_Exercise directions_. For the records below, print the lines from the line with "[segment] rear wheel" through the line with "[segment] black sport bar" exactly as written; include both end lines and exclude the rest.

_Material shown_.
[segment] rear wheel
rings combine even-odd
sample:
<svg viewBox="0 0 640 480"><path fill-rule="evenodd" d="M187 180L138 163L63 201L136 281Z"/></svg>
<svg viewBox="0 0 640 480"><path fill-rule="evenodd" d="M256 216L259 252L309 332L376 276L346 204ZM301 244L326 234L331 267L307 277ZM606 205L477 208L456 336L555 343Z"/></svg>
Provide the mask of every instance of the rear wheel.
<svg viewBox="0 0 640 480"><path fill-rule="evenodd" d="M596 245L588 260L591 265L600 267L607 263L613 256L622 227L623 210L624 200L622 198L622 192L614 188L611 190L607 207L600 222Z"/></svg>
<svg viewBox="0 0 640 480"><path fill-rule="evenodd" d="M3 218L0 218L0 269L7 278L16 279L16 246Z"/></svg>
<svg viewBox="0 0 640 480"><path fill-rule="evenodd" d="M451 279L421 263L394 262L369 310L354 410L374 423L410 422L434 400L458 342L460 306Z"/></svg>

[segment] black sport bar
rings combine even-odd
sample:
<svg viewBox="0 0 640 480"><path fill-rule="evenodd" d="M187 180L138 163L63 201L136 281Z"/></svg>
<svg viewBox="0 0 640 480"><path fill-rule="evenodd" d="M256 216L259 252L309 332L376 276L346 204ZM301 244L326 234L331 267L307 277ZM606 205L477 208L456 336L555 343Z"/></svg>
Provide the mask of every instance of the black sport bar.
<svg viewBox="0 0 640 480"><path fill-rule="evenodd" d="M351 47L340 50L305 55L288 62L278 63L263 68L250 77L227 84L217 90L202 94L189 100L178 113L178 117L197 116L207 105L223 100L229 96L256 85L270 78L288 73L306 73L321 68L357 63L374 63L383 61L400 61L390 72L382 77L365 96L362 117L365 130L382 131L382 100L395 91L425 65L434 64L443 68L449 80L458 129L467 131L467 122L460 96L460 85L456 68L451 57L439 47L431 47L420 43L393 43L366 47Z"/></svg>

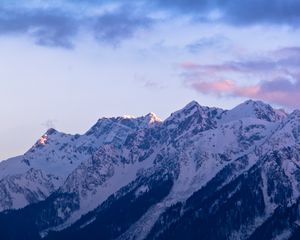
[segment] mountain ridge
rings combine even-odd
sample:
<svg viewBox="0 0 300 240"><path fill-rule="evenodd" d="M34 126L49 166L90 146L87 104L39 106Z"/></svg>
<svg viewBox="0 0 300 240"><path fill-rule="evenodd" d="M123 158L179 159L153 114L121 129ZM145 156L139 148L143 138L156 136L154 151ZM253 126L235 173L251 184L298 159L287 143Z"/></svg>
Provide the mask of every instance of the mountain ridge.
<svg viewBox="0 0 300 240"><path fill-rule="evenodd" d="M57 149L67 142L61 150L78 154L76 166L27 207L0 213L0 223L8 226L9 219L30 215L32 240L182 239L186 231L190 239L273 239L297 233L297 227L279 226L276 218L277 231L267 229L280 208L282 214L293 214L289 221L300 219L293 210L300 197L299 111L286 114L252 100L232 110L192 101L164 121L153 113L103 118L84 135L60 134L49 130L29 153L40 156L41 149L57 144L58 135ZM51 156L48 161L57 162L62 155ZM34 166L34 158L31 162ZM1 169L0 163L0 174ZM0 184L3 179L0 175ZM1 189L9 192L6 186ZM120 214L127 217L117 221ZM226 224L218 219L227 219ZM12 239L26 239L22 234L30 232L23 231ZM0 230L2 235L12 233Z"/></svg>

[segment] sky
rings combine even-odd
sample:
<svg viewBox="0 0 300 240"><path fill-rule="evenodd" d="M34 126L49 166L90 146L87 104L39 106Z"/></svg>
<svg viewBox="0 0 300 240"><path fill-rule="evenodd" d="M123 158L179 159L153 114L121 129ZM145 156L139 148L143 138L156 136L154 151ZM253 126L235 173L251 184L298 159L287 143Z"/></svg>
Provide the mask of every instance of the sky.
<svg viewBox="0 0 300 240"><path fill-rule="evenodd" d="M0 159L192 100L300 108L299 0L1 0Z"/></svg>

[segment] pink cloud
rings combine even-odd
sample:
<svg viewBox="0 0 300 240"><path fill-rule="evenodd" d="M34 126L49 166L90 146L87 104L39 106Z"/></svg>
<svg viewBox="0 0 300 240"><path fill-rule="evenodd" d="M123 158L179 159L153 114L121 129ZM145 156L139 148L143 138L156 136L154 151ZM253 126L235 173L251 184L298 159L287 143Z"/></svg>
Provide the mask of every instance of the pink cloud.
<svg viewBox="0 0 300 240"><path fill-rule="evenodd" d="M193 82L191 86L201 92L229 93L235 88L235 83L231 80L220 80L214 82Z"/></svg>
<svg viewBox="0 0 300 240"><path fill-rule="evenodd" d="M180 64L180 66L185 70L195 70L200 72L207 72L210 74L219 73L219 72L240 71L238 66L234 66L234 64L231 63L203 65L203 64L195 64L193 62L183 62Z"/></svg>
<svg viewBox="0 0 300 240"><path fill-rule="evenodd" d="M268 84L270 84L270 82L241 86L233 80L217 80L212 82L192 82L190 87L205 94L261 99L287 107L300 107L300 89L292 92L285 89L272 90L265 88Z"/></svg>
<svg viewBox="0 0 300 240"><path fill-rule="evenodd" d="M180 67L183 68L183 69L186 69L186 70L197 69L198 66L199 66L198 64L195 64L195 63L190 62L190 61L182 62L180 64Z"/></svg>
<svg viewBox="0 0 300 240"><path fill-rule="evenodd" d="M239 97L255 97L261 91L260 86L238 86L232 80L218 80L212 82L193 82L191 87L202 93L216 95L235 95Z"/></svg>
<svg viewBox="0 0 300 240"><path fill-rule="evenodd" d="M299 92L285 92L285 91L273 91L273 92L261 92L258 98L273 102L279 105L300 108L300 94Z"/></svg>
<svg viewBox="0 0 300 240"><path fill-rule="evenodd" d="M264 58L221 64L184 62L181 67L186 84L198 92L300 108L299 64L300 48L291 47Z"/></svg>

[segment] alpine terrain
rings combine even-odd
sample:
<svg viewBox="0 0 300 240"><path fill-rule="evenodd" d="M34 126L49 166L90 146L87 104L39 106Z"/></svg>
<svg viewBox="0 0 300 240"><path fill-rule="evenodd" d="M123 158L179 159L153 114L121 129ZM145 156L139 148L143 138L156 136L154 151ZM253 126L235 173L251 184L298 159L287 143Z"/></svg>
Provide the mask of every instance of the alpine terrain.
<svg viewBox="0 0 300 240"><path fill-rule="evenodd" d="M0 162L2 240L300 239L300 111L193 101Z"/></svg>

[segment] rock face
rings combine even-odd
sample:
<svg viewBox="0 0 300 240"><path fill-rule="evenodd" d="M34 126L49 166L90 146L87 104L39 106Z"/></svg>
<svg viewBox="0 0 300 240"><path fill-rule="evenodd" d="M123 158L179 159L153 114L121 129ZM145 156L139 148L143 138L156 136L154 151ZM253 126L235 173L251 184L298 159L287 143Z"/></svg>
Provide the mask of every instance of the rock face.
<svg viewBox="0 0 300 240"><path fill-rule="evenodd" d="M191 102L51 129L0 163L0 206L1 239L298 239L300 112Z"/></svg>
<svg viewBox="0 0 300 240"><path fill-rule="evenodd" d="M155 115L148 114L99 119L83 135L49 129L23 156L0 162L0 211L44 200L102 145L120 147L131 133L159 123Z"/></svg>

* * *

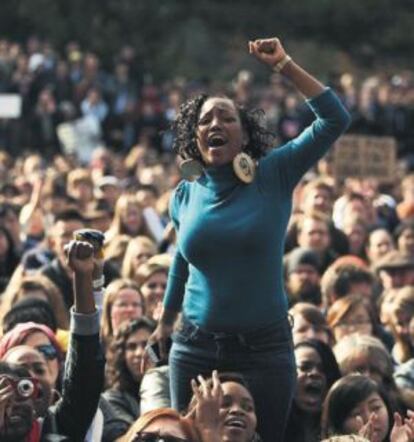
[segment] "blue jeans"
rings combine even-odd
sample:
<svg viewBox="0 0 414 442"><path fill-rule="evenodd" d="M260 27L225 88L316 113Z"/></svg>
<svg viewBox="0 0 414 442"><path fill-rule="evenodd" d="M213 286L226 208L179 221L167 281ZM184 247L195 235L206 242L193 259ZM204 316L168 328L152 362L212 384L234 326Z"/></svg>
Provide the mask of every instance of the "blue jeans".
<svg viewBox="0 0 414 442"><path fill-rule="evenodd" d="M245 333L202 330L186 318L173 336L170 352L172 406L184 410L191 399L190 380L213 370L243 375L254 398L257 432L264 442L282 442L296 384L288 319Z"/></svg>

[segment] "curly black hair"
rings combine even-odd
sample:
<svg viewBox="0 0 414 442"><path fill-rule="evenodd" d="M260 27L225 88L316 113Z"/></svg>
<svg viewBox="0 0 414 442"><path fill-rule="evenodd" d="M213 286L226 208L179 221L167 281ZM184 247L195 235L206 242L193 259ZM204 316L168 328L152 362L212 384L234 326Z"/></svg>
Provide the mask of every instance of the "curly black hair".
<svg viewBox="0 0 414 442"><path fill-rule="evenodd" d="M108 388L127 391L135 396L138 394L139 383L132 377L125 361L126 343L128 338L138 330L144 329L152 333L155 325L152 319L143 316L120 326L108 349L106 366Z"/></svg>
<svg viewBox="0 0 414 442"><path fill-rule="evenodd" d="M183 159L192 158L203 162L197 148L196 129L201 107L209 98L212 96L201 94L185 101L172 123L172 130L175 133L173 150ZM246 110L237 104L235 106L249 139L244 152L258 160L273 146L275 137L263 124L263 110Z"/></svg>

_Solution to this task_.
[segment] rear wheel
rings combine even-odd
sample:
<svg viewBox="0 0 640 480"><path fill-rule="evenodd" d="M187 180L138 163L63 201L136 281Z"/></svg>
<svg viewBox="0 0 640 480"><path fill-rule="evenodd" d="M256 216L259 252L309 332L376 276L346 204ZM301 244L326 234L331 267L307 277ZM606 205L477 208L456 336L555 343Z"/></svg>
Provide the mask of every instance of the rear wheel.
<svg viewBox="0 0 640 480"><path fill-rule="evenodd" d="M596 245L588 260L591 265L600 267L607 263L613 256L622 227L623 210L624 200L622 198L622 192L614 188L611 190L607 207L600 222Z"/></svg>
<svg viewBox="0 0 640 480"><path fill-rule="evenodd" d="M3 218L0 218L0 269L7 278L16 279L16 246Z"/></svg>
<svg viewBox="0 0 640 480"><path fill-rule="evenodd" d="M451 279L421 263L394 262L369 310L354 410L374 423L410 422L434 400L458 342L460 306Z"/></svg>

[segment] black sport bar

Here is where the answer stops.